• [DATA SUPPLIED]
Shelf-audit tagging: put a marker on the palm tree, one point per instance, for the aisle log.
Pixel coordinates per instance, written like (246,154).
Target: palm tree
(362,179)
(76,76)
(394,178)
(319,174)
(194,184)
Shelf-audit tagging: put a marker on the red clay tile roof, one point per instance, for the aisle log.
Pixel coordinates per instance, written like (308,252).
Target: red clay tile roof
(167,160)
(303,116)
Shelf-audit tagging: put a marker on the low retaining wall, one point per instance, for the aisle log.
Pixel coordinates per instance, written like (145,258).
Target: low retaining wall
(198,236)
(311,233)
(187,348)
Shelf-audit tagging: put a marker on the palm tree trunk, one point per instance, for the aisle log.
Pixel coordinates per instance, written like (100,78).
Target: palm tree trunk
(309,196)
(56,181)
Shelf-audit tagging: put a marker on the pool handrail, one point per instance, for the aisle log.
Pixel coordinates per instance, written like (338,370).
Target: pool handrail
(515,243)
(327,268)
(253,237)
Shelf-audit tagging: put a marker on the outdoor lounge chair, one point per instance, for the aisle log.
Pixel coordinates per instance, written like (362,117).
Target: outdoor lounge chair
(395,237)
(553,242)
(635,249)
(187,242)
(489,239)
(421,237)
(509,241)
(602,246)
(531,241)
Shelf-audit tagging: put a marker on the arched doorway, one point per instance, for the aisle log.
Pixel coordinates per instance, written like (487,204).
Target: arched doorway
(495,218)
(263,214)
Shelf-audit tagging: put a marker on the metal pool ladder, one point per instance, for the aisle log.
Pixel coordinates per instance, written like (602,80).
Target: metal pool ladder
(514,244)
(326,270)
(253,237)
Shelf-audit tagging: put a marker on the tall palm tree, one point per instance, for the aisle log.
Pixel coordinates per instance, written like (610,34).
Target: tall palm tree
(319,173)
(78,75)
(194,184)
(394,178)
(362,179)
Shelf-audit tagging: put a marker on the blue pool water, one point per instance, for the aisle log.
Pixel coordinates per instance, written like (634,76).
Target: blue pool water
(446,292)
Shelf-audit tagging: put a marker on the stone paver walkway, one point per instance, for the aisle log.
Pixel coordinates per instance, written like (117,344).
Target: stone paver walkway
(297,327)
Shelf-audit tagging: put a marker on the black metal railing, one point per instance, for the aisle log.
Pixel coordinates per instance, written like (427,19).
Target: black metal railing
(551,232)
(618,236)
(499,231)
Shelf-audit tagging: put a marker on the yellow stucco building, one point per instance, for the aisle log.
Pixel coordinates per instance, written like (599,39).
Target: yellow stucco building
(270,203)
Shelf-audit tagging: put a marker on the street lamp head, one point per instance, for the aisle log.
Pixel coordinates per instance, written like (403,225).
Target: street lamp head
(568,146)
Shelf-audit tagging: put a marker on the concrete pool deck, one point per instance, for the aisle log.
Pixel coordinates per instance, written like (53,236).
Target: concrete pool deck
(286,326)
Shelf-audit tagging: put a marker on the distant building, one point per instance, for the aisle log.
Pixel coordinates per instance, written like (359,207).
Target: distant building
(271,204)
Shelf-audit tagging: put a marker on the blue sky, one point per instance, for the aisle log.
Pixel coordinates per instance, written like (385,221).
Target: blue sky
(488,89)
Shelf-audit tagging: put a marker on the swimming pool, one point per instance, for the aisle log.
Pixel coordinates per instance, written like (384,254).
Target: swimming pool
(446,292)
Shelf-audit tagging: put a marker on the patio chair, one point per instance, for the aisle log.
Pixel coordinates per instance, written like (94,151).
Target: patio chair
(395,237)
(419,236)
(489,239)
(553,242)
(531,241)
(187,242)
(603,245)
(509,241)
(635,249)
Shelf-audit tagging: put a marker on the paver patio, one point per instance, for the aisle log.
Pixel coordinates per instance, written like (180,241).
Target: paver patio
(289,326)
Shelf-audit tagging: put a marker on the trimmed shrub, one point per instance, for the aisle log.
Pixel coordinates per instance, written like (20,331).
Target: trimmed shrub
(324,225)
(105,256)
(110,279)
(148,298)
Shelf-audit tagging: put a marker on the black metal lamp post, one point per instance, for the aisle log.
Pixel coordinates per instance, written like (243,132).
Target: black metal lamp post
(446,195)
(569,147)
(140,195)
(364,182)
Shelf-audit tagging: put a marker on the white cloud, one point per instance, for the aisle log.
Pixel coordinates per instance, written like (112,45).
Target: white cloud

• [WHAT THIS TASK INVOLVES] Line count for the word "cloud": tally the lines of the records above that hold it and give only that figure.

• [ANSWER BOX] 2